** Exercise goal **
Which lines make up the answer? Those from the line with "Target: blue barrier wall" through the end of the data; reproduce them exactly.

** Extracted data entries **

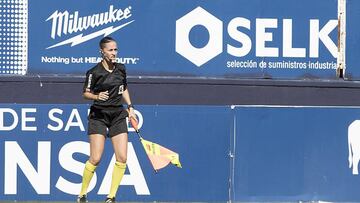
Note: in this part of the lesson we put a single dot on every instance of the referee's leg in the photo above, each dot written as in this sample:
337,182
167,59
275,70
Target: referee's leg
120,143
97,142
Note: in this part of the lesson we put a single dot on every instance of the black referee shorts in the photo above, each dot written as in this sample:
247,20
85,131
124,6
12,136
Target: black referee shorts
108,122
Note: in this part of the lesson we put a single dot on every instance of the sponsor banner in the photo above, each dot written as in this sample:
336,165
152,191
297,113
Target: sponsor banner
44,148
256,39
352,40
297,154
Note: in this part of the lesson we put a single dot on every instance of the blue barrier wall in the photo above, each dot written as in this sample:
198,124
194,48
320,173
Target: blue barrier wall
251,39
279,154
289,154
44,148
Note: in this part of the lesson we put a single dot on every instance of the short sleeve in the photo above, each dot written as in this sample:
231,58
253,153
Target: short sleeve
89,82
123,72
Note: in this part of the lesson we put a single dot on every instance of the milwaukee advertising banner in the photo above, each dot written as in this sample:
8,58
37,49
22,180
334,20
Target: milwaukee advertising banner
44,148
231,38
296,154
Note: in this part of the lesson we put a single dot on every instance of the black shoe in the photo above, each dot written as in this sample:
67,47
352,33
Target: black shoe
82,199
110,200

** Answer box **
Target: blue barrier wall
251,39
279,154
289,154
44,148
Note: in this part of the lesson we put a single dot on every instance of the short sleeve in the photo above, each dot written as in this sample:
231,58
253,153
Target: short sleeve
89,82
123,72
Note: in this part of the lesson we put a single dot on every instance of the milwaukee advertising banner in the photo above, each dot written as in this sample:
8,58
37,49
22,180
334,20
Target: milwaukee advertising banner
44,148
231,38
296,154
Note: in this part of the lesson we put a single dot on every instance of the black shoe in the photo above, each dot written as in this sample:
67,47
352,33
Target: black shoe
82,199
110,200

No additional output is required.